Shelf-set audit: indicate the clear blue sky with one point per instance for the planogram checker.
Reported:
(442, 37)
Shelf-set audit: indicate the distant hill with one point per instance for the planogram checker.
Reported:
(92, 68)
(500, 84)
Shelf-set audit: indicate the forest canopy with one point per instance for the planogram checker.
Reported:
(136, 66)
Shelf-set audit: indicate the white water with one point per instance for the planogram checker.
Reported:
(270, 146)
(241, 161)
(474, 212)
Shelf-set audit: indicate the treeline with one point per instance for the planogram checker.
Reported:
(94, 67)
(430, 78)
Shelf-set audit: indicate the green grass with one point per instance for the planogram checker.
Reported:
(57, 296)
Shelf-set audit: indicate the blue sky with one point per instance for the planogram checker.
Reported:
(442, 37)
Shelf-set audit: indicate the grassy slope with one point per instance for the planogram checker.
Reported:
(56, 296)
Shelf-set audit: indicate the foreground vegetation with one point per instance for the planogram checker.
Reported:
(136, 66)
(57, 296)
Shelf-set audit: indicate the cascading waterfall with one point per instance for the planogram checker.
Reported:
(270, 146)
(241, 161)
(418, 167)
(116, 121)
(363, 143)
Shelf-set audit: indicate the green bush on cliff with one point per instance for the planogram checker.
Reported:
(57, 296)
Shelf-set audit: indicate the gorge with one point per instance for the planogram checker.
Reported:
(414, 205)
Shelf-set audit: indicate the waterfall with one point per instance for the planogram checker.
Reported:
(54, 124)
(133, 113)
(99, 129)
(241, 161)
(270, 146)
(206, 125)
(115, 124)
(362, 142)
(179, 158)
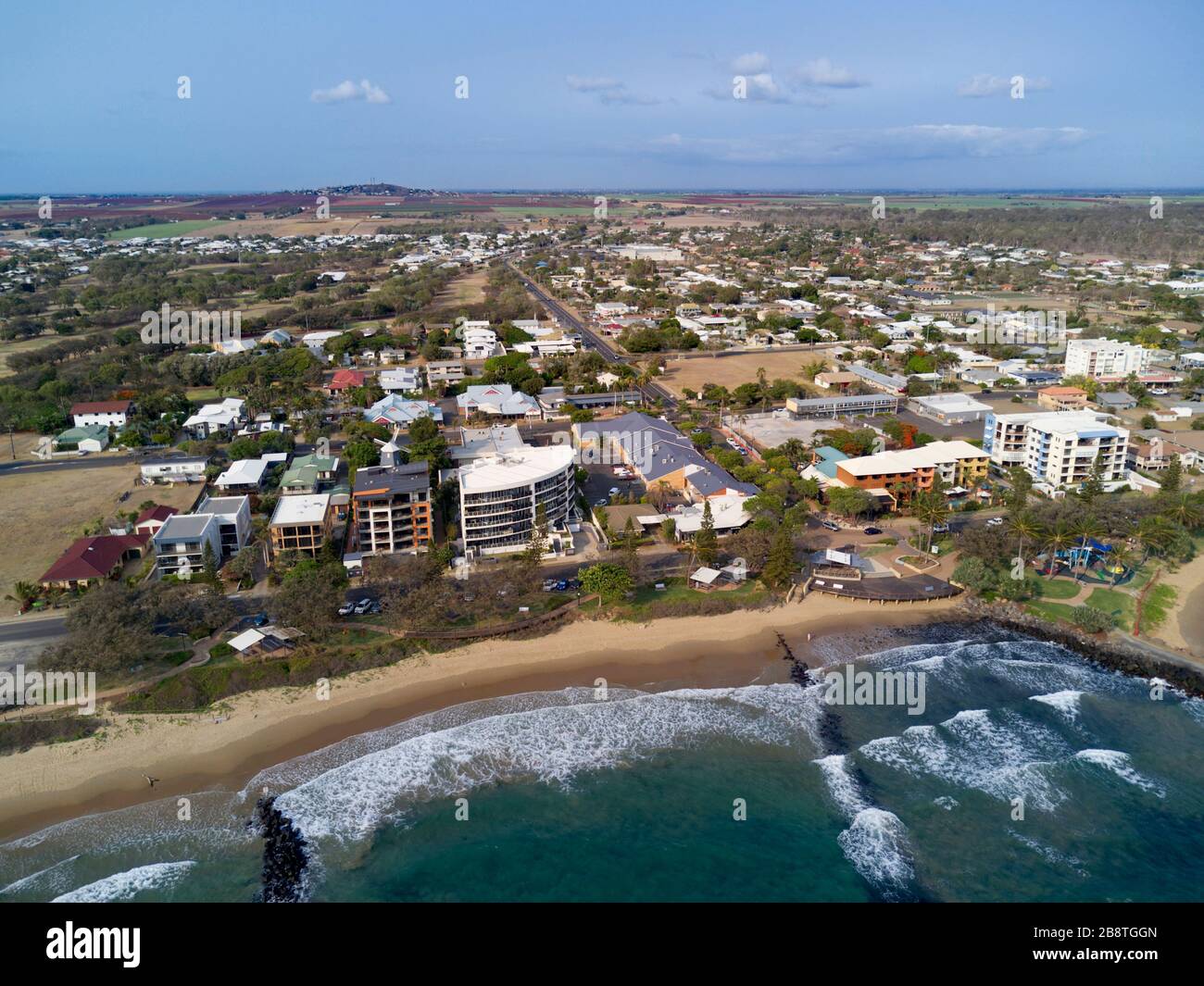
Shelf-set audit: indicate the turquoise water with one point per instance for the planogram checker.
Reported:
(633, 798)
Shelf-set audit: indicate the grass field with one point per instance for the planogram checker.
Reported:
(733, 371)
(43, 512)
(165, 231)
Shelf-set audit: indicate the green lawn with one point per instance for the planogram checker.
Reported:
(163, 231)
(1059, 589)
(1121, 605)
(1157, 605)
(1051, 610)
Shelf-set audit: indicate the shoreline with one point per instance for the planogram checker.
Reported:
(195, 752)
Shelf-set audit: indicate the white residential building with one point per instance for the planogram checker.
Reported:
(1106, 357)
(500, 496)
(1059, 448)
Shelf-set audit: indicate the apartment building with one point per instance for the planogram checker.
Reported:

----

Given request -
Copy the records word for word, from the line containing "Shelf-set audit: indicate the green grass" through the end of the records, and leave the pictures out of your copy.

Output for this task -
Shelf-set audit: indicate the green grass with one point per instance for the planogram checker.
Reported:
(57, 296)
Shelf-set audit: indicate the blue sky with one point per instance for the planogram checker.
Reported:
(442, 37)
Shelf-set audit: indicate the grassy slope with one point per instance for the planogram checker.
Reported:
(56, 296)
Shelf-set audit: indicate the foreground vegetation with one point per instance for the planogram checker.
Reported:
(136, 66)
(57, 296)
Shelf-set audit: indicate the cascading waterfall with one point per instance for the planogram checker.
Reported:
(270, 146)
(241, 161)
(418, 167)
(116, 121)
(363, 143)
Shelf-set audit: indicate the green bush on cliff with one point per instance for the planogram checker.
Reported:
(57, 296)
Shelf-set audit: indicate the gorge with one point per instance for the planogram checker.
Reported:
(414, 205)
Shelf-set audit: indicate the waterfall with one point per instance for the planogram checker.
Reported:
(54, 124)
(133, 113)
(99, 129)
(241, 161)
(270, 146)
(206, 125)
(115, 124)
(362, 142)
(179, 158)
Shelf-set audit: indicate the turquoise water with one point per instance for the planogram checker.
Reported:
(633, 798)
Shelf-set audit: indicate the grass field with one point per instance for the planogram checker.
Reported:
(733, 371)
(43, 512)
(165, 231)
Shelf-set audit: indicate the green lawn with one point per instance for the planogram checker.
Reported:
(163, 231)
(1059, 589)
(1121, 605)
(1157, 605)
(1051, 610)
Shelf-set audit: indicate the shoreline with one point per instance for the planogram checker.
Reported:
(195, 752)
Shelf-set audit: indicate the white residential building with one point per instance for the planogram checker.
Reported:
(1106, 357)
(500, 496)
(1059, 448)
Shelf-set audit: indicate the apartment building with one point per instance for the planogram checker.
Reported:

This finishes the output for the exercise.